PROBLEM TO SOLVE
Rewrite the rows below, putting "localization service" wherever "detection pipeline" occurs and keeping every other part the same.

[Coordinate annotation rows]

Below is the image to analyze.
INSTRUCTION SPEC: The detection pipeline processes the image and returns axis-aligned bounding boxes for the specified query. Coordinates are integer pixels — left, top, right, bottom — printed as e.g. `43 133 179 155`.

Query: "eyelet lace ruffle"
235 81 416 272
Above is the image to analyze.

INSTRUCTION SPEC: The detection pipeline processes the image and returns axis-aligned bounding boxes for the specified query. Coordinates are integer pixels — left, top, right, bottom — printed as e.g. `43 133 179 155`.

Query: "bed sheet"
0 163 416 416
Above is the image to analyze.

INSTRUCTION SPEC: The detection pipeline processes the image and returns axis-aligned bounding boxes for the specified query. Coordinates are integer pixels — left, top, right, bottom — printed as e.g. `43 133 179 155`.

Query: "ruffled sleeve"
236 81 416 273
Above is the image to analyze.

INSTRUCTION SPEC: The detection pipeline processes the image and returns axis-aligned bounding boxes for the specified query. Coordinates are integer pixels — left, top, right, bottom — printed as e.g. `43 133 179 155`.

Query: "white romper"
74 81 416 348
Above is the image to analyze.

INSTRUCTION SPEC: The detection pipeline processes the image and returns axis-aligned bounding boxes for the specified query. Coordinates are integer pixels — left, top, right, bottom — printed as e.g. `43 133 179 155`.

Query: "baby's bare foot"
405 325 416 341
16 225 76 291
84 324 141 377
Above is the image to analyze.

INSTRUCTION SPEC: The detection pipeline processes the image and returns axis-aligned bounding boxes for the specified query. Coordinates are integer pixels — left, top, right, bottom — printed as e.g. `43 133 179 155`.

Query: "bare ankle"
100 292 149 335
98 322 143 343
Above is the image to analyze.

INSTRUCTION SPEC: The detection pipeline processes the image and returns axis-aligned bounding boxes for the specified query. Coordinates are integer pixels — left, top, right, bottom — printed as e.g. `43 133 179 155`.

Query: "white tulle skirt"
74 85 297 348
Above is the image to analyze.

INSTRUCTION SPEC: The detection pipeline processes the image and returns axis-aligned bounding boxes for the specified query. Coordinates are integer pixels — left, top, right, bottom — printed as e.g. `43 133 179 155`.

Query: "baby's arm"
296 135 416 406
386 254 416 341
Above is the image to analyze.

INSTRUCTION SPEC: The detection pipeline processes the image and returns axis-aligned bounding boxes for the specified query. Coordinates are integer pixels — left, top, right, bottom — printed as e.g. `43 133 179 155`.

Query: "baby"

EXPECTED ANSWER
Below is the image to analyze.
INSTRUCTION SPEC: The localization service processes the image and returns axis-aligned bounding boxes for the specified query. Coordinates are integer pixels — left, top, right, bottom — printed as e.g. `43 133 179 155`.

Query: "eyelet lace ruffle"
235 81 416 272
Above is the image to analyze.

INSTRUCTION SPEC: The localization service processes the image and returns axis-aligned bounding boxes for the specified query. Coordinates are integer pixels — left, top, right, bottom — printed as e.g. `43 133 179 155`.

Query: "bed sheet"
0 163 416 416
Above is the image to analyze.

INSTRUCTION SPEC: The localization service processes the image and returns axis-aligned bounding boxes for the specified query. Coordinates are integer pixels — left, top, right, bottom — printed as e.g. `43 133 179 155`.

Query: "ruffled sleeve"
236 81 416 273
Above is the image to analyze.

INSTRUCTION SPEC: The localization service processes the image and returns axis-aligned bounding boxes for the specified query. Coordinates are integer pixels — left, top, right, bottom — printed as e.g. `43 133 179 155`.

Query: "white romper"
74 81 416 348
Above is the image to analyze.

INSTRUCTION SPEC: The localization service processes the image and returns axis-aligned bounding boxes for the specified query. Coordinates are integer pixels — left, top, right, bottom — printed as e.g. `43 133 179 155`.

Query: "baby's bare foot"
405 325 416 341
16 225 76 291
84 324 141 377
Above is the image to analyze.

INSTRUCTION SPEC: The localization service processes the image and returns axis-aligned bounding boxes for the specified query. Coordinates are integer pixels — left, top, right, bottom — printed as e.g. `43 133 179 155`.

Query: "bare ankle"
100 292 149 335
98 322 143 343
Above is the image to analyze.

INSTRUCTION SPEC: The localization service processes the image and returns axis-aligned bounding boxes for the specified query. Coordinates are integer pixels — left, top, right, bottom — printed as e.g. `43 133 179 155`.

Query: "white tulle skirt"
74 85 297 348
Above is the image to analyze.

INSTRUCTION SPEC: The localization service processes the image and returns axis-aligned bounding boxes for the specified query. Coordinates are integer pixels — left, top, right, bottom — printed as e.g. `43 133 179 155`.

Query: "baby's arm"
296 135 416 406
386 254 416 341
Above is the image to analyze.

INSTRUCTION SPEC: The localization service processes the image and returns axis-aligned bounding boxes for the specified query. Coordinates are integer pixels — left, top, right, bottom — printed as e.g. `43 133 179 155`.

Query: "baby"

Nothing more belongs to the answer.